Okunacak metin:
TENZİLE AŞÇI/EGEPOSTASI- İzmir Valiliği, İçişleri Bakanlığı ve Çevre Şehircilik ve İklim Değişikliği Bakanlığı, İzmir’de İftar Buluşması düzenledi.
İftara, ev sahibi sıfatıyla İzmir Valisi Yavuz Selim Köşger’in yanı sıra; İçişleri Bakanı Süleyman Soylu, Çevre, Şehircilik ve İklim Değişikliği Bakanı Murat Kurum 30 Ekim 2020 depreminde mağdur olan depremzedelerle, AFAD görevlileri ve deprem konutlarının yapımında çalışan personelle bir araya geldi.
İftara ayrıca; AK Parti Genel Başkan yardımcısı ve İzmir Milletvekili Hamza Dağ, Bayraklı Belediye Başkanı Serdar Sandal, AK Parti İzmir İl Başkanı Kerem Ali Sürekli, MHP İzmir İl Başkanı Veysel Şahin, İzmir Büyükşehir Belediye Meclisi AK Parti Grup Başkanvekili Özgür Hızal ve İZDEDA Başkanı Haydar Özkan katıldı.

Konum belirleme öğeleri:
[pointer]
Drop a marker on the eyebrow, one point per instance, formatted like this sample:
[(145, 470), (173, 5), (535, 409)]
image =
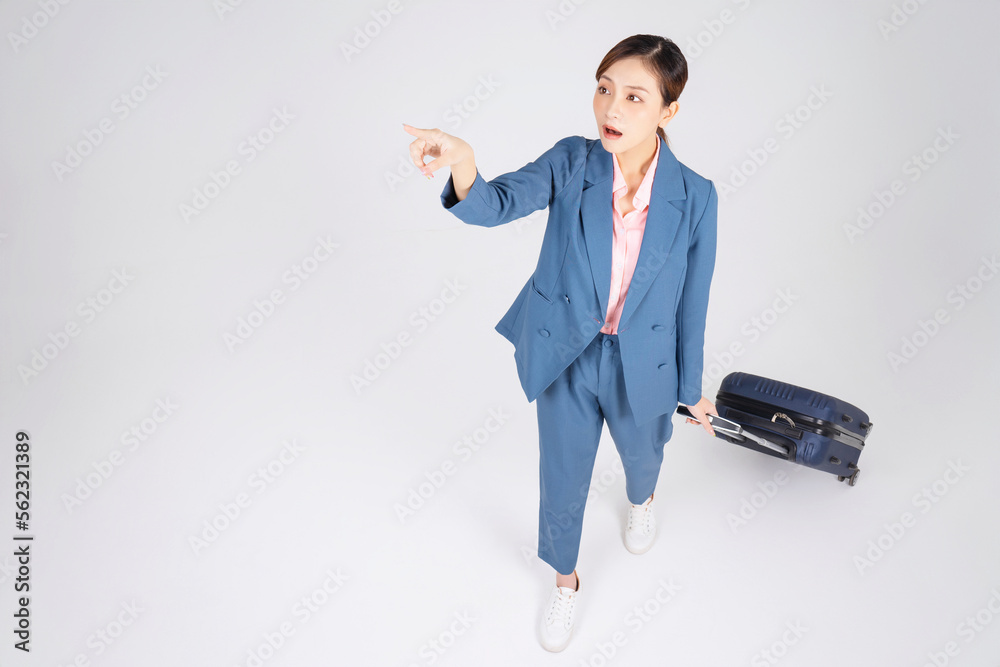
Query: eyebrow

Görev 1:
İftar haberine göre iftara ev sahibi sıfatıyla kim katılmıştır?
Görev 2:
İftar haberinde "İftara ayrıca; AK" ile "Haydar Özkan katıldı." arasındaki bölümü, bu ifadeler de dahil olmak üzere hiçbir değişiklik yapmadan aktarınız.
Görev 3:
Aşağıdaki ifadelerin iftar haberiyle örtüşüp örtüşmediğini belirtiniz: (a) İftar buluşması Ankara'da düzenlenmiştir. (b) Buluşmaya katılan depremzedeler 30 Ekim 2020 depreminde mağdur olmuştur. (c) Veysel Şahin, MHP İzmir İl Başkanıdır.
Liste, iftar haberiyle hiçbir bakımdan ilişkili değildir.

Alıştırma sonucu 1:
İzmir Valisi Yavuz Selim Köşger.

Alıştırma sonucu 2:
İftara ayrıca; AK Parti Genel Başkan yardımcısı ve İzmir Milletvekili Hamza Dağ, Bayraklı Belediye Başkanı Serdar Sandal, AK Parti İzmir İl Başkanı Kerem Ali Sürekli, MHP İzmir İl Başkanı Veysel Şahin, İzmir Büyükşehir Belediye Meclisi AK Parti Grup Başkanvekili Özgür Hızal ve İZDEDA Başkanı Haydar Özkan katıldı.

Alıştırma sonucu 3:
(a) Hayır: "İzmir’de İftar Buluşması düzenledi."
(b) Evet: "30 Ekim 2020 depreminde mağdur olan depremzedelerle"
(c) Evet: "MHP İzmir İl Başkanı Veysel Şahin"